◆ WORK TO BE COMPLETED:
Each line of the data holding "purple" should be found and copied.

Records from a dataset:
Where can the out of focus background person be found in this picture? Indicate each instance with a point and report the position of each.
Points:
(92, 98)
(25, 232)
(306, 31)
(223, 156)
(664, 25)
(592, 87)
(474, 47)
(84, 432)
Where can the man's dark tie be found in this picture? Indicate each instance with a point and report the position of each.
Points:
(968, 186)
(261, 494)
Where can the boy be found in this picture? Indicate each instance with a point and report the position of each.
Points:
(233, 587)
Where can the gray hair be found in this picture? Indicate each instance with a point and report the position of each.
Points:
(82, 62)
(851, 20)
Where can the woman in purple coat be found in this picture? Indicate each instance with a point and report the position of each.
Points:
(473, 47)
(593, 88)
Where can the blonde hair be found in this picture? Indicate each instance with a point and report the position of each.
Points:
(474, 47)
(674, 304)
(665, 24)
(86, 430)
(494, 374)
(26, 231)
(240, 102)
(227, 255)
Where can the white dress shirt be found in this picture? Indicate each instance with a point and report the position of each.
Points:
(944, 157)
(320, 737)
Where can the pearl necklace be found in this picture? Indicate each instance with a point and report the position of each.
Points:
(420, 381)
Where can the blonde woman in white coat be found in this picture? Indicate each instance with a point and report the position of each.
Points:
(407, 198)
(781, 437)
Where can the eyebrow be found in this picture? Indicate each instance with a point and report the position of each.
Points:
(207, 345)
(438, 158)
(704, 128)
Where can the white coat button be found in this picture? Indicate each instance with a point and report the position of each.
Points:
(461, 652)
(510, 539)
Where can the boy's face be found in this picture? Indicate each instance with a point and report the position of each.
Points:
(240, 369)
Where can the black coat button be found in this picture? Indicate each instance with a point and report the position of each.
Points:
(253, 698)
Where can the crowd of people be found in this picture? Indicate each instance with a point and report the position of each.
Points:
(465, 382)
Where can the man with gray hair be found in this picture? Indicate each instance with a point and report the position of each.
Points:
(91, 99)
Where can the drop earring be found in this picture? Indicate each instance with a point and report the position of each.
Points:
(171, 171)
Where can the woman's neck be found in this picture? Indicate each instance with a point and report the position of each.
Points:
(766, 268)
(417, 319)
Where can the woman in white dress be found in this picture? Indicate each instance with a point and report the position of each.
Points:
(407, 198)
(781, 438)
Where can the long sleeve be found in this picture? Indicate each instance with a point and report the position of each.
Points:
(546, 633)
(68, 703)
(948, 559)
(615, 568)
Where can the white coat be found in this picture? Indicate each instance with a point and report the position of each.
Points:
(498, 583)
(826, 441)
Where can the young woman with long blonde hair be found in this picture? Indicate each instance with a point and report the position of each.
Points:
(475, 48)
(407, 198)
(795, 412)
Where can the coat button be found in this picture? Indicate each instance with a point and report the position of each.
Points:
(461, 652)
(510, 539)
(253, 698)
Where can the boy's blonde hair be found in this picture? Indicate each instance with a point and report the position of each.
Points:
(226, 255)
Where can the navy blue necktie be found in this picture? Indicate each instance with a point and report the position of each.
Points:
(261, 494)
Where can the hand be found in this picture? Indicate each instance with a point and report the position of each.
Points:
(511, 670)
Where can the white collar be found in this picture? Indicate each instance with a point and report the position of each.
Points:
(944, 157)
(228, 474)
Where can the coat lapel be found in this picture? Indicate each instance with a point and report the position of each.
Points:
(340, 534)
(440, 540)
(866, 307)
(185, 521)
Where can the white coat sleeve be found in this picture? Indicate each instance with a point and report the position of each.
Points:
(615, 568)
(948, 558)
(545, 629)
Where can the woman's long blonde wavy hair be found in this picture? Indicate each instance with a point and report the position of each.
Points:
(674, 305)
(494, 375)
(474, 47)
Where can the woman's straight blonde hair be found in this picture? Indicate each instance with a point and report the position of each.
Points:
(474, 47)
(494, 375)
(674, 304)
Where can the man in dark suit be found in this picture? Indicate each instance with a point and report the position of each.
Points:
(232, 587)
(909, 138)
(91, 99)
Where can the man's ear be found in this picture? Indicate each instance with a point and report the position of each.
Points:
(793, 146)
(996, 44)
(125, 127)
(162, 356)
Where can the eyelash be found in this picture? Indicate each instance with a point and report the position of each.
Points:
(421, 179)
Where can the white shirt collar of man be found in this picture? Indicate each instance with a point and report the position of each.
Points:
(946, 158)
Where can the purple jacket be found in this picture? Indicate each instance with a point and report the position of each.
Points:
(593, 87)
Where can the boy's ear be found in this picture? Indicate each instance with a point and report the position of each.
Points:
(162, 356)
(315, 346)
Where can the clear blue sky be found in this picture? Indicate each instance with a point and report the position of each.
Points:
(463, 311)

◆ TASK RESPONSE:
Where can the woman in purple coat be found in this picture? Indicate each instance with a point and report the position of each.
Where can the purple jacket be found in this picture? Indicate each instance with a point and report the position of each.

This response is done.